## Region annotation entries

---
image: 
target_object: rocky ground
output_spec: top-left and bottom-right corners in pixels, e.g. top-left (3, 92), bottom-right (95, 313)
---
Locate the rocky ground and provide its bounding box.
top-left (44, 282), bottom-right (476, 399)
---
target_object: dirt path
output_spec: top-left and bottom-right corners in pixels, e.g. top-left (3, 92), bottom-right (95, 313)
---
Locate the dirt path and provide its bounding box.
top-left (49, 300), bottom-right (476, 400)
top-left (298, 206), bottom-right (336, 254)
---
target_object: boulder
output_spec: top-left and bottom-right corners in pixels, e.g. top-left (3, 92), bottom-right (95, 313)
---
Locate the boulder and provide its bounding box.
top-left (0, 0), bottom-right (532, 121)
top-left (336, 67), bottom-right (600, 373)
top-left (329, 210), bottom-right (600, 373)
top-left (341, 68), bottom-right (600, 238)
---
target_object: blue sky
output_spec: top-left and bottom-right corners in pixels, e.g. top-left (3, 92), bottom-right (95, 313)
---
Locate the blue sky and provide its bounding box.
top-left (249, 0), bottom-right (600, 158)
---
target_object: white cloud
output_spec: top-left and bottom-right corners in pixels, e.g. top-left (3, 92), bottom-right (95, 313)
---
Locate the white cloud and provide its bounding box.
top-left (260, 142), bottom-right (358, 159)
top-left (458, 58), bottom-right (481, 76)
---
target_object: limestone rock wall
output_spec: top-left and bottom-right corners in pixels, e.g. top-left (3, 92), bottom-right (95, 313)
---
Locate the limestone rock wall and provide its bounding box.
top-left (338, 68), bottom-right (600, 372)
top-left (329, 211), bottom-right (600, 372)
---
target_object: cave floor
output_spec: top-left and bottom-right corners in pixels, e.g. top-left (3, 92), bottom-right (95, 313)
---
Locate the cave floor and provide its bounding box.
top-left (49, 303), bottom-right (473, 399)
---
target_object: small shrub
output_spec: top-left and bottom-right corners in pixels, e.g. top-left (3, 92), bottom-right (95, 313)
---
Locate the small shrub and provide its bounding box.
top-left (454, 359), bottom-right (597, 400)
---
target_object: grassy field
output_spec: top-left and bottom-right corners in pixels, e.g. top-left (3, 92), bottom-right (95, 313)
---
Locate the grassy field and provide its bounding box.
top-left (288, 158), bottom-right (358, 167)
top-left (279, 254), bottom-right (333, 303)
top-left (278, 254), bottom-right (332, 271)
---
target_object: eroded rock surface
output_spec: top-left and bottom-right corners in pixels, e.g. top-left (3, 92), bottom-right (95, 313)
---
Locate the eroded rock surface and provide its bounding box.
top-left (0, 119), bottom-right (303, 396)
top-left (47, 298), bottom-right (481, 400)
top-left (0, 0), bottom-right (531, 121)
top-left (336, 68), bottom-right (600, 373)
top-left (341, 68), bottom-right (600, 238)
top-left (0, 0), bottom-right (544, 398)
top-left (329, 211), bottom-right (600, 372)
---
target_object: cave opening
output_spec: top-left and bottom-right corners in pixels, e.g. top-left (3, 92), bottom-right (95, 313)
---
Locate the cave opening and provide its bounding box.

## PROBLEM REQUIREMENTS
Retype the lines above exactly as they appear, covering every one of them.

## ANSWER TO THIS EXERCISE
---
image: 
target_object: rocky ground
output_spec: top-left and bottom-right corners in pixels, e.g. top-left (3, 92), bottom-right (95, 313)
---
Locate the rocky ground and provide its bounding box.
top-left (44, 282), bottom-right (476, 399)
---
target_object: dirt path
output_spec: top-left and bottom-right corners in pixels, e.g. top-left (3, 92), bottom-right (95, 313)
---
Locate the dirt path and provide its bounding box.
top-left (49, 300), bottom-right (476, 400)
top-left (298, 206), bottom-right (336, 254)
---
target_object: boulder
output_spec: top-left and bottom-right corners in pixels, e.g. top-left (3, 92), bottom-right (95, 313)
---
Locate the boulder and provide its bounding box.
top-left (0, 0), bottom-right (532, 121)
top-left (336, 67), bottom-right (600, 373)
top-left (329, 210), bottom-right (600, 373)
top-left (341, 68), bottom-right (600, 238)
---
target_object: blue sky
output_spec: top-left and bottom-right corners in pixels, e.g. top-left (3, 92), bottom-right (95, 313)
---
Locate the blue sky and provide its bounding box.
top-left (249, 0), bottom-right (600, 158)
---
target_object: white cloud
output_spec: top-left and bottom-right corners in pixels, e.g. top-left (3, 92), bottom-right (95, 313)
---
Locate the white cloud and provide its bounding box.
top-left (260, 142), bottom-right (358, 159)
top-left (458, 58), bottom-right (481, 76)
---
target_object: limestone rock wall
output_spec: top-left and bottom-right corners in pixels, e.g. top-left (3, 92), bottom-right (95, 313)
---
Locate the limestone rock wall and provide its bounding box.
top-left (338, 68), bottom-right (600, 372)
top-left (329, 211), bottom-right (600, 372)
---
target_object: cave floor
output_spec: top-left and bottom-right corners in pixels, e.g. top-left (3, 92), bottom-right (95, 313)
---
Locate the cave floor and provide its bounding box.
top-left (49, 303), bottom-right (473, 399)
---
target_object: small shrub
output_spec: top-left and bottom-right corners in pixels, e.g. top-left (3, 92), bottom-right (95, 313)
---
Locate the small shrub and provide its bounding box.
top-left (454, 359), bottom-right (597, 400)
---
target_object: grassy field
output_spec: top-left and bottom-right corners in pixels, e.g. top-left (3, 92), bottom-right (95, 313)
---
Locate the grassy field and provide its bounding box.
top-left (288, 158), bottom-right (358, 167)
top-left (279, 254), bottom-right (333, 303)
top-left (278, 254), bottom-right (332, 271)
---
target_object: eroded rock surface
output_spec: top-left and bottom-right corners in pixels, e.g. top-left (3, 92), bottom-right (95, 313)
---
Locate the eroded rock surface and provide its bounding box.
top-left (0, 119), bottom-right (303, 396)
top-left (47, 298), bottom-right (481, 400)
top-left (0, 0), bottom-right (531, 121)
top-left (336, 68), bottom-right (600, 373)
top-left (341, 68), bottom-right (600, 238)
top-left (0, 0), bottom-right (544, 398)
top-left (329, 211), bottom-right (600, 372)
---
target_object: cave opening
output_spec: top-left and bottom-right corners in pixels, e.g. top-left (3, 92), bottom-right (95, 313)
---
Locate the cave opening and provide its bounding box.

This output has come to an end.